DATA TO PROCESS below:

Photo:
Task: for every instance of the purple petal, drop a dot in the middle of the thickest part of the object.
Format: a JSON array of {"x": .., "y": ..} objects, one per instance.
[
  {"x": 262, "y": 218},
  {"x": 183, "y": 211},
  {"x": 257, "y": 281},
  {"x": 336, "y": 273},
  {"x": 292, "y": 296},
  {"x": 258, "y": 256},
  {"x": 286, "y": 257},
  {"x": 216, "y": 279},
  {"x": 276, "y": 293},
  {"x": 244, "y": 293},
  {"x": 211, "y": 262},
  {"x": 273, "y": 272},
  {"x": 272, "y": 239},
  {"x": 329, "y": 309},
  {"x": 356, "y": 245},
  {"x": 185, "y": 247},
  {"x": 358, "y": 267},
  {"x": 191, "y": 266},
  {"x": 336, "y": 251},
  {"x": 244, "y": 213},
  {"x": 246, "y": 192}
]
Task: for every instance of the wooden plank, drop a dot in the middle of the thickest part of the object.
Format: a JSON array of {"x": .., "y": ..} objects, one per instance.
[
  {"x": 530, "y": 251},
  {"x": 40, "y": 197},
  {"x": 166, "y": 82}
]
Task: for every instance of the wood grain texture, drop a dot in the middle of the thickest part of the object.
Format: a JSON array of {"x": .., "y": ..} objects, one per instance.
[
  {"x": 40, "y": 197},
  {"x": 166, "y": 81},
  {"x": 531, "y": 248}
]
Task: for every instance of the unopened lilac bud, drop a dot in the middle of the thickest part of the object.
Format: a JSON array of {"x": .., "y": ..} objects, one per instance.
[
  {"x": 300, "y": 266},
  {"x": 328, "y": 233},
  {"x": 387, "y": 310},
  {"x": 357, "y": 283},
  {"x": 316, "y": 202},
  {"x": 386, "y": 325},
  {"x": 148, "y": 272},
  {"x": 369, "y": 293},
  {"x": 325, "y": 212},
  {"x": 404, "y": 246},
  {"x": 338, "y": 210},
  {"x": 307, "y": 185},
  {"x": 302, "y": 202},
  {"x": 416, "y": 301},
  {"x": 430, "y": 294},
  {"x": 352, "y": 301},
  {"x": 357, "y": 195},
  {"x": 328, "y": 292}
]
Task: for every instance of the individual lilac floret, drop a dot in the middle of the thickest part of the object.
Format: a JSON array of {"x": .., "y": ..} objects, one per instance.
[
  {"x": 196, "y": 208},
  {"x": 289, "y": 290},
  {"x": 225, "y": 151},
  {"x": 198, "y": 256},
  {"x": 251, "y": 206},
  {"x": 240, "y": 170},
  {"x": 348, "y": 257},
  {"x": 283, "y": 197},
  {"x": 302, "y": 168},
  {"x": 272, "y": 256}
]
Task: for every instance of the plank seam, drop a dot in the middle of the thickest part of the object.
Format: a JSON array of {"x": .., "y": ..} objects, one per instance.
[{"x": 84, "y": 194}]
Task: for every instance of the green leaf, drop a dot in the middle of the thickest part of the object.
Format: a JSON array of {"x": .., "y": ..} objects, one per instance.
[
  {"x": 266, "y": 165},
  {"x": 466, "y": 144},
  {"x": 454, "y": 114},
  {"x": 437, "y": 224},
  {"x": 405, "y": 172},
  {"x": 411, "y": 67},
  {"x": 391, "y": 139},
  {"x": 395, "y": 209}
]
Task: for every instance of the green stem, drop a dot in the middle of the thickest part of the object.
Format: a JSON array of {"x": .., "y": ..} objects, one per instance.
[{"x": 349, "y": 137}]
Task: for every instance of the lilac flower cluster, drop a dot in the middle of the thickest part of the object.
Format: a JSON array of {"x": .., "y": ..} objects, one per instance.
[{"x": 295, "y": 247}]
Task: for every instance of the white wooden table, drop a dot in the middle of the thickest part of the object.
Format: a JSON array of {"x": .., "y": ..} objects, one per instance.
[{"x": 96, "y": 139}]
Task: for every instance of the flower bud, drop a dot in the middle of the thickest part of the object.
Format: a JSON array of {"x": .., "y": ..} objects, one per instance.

End of DATA TO PROCESS.

_WHAT THE TASK ASKS_: Restate precisely, and with nothing added, the lines from the one with "Task: for every instance of the flower" through the final line of the material.

_PROBLEM SOLUTION_:
Task: for every instance of the flower bud, drop a dot in the middle of the thickest part of the object.
Format: a JSON array of {"x": .., "y": ..} objects, one per instance.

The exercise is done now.